◆ Consignes de l'exercice ◆
Réécrivez les lignes de tous les enregistrements ci-dessous sous forme de liste numérotée, en omettant les lignes vides.

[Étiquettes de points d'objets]
-------

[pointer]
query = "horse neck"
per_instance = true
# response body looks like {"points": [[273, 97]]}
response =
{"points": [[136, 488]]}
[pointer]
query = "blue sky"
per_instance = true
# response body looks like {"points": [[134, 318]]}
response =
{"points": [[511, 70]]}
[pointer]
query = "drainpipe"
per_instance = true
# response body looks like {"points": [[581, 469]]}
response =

-------

◆ Résultat de l'exercice ◆
1. [pointer]
2. query = "horse neck"
3. per_instance = true
4. # response body looks like {"points": [[273, 97]]}
5. response =
6. {"points": [[136, 488]]}
7. [pointer]
8. query = "blue sky"
9. per_instance = true
10. # response body looks like {"points": [[134, 318]]}
11. response =
12. {"points": [[511, 70]]}
13. [pointer]
14. query = "drainpipe"
15. per_instance = true
16. # response body looks like {"points": [[581, 469]]}
17. response =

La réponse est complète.